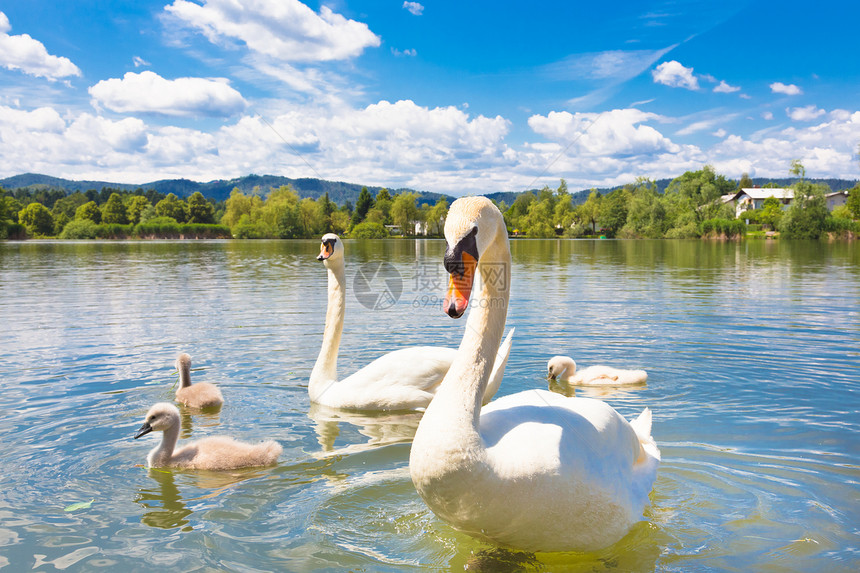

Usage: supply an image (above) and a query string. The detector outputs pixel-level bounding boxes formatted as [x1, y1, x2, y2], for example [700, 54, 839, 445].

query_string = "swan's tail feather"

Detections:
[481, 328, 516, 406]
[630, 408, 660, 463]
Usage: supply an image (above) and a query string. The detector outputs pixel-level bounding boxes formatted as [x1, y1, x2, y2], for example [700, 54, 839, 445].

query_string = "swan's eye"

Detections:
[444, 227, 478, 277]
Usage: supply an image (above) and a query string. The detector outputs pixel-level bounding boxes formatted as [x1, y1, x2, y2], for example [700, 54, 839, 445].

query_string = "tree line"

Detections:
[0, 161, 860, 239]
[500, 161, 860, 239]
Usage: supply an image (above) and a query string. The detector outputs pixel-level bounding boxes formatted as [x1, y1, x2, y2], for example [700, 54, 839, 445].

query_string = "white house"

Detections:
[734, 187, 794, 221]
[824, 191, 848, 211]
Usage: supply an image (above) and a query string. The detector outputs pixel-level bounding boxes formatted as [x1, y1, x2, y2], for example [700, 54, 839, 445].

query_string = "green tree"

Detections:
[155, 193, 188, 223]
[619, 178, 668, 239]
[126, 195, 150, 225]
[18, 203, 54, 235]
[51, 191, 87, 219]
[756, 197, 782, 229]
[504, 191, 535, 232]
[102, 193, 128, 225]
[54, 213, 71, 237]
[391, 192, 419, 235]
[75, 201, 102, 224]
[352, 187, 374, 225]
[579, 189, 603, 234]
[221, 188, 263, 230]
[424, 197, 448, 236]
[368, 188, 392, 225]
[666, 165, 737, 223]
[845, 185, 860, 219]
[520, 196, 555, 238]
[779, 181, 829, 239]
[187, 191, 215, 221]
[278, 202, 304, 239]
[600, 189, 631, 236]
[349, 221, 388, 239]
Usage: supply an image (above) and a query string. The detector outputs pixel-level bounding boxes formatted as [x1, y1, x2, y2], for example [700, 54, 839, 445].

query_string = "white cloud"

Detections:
********
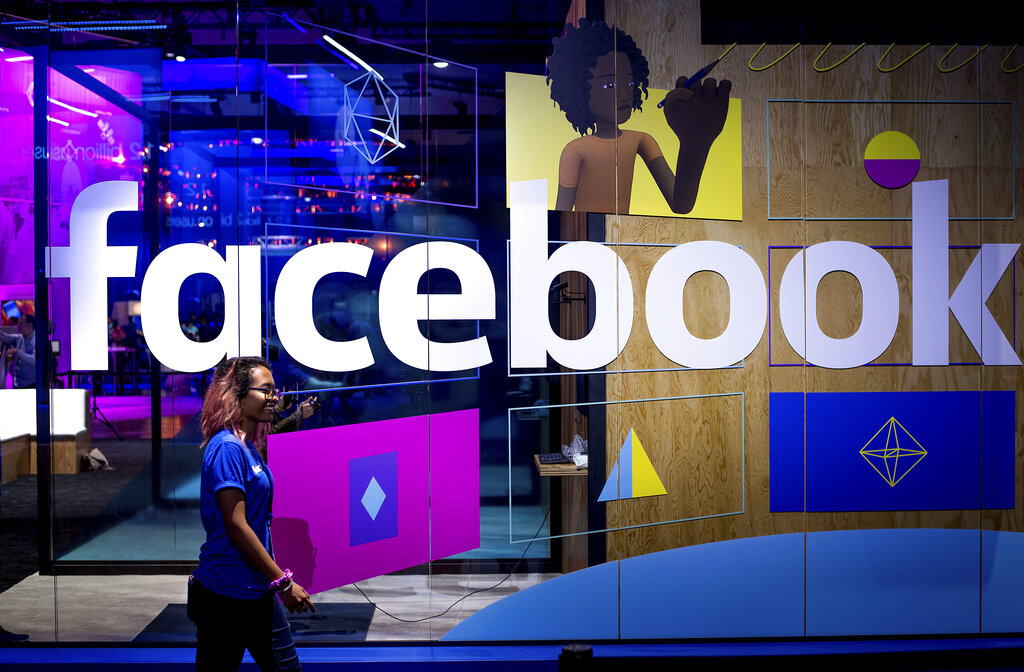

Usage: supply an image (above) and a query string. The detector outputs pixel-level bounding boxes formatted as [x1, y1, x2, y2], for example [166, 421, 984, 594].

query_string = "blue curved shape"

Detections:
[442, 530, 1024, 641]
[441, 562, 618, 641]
********
The task:
Please gather every line of the data above that contains the word "tree", copying each such line in full.

Response to the exercise:
query_string = "tree line"
query_string = "green tree"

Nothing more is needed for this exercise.